== Aim of the exercise ==
Pull out every line in the records below that contains the word "female", copying each such line in full.
* start The records *
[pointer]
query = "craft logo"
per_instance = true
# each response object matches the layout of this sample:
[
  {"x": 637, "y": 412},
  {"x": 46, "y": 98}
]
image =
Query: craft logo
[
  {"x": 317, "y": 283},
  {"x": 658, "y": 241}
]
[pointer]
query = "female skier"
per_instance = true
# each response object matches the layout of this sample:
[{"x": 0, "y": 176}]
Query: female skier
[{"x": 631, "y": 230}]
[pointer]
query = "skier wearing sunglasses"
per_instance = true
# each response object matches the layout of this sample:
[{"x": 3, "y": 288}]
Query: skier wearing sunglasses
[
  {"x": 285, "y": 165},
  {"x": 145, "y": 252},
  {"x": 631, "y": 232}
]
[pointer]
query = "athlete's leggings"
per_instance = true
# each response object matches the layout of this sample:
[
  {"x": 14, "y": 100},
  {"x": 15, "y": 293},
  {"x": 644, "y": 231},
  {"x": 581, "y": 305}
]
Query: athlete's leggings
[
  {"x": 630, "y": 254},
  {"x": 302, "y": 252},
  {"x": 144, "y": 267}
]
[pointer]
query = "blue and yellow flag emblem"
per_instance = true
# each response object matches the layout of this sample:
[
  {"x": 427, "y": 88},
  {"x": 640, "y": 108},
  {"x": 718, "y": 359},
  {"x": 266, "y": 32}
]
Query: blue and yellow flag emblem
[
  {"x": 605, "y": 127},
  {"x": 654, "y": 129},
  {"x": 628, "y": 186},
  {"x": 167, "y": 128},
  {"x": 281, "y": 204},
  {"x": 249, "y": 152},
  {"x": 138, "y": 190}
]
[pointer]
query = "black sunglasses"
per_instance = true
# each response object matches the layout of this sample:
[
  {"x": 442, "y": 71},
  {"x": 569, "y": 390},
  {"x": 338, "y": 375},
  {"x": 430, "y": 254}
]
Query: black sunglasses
* end The records *
== Complete answer ==
query = "female skier"
Query: female skier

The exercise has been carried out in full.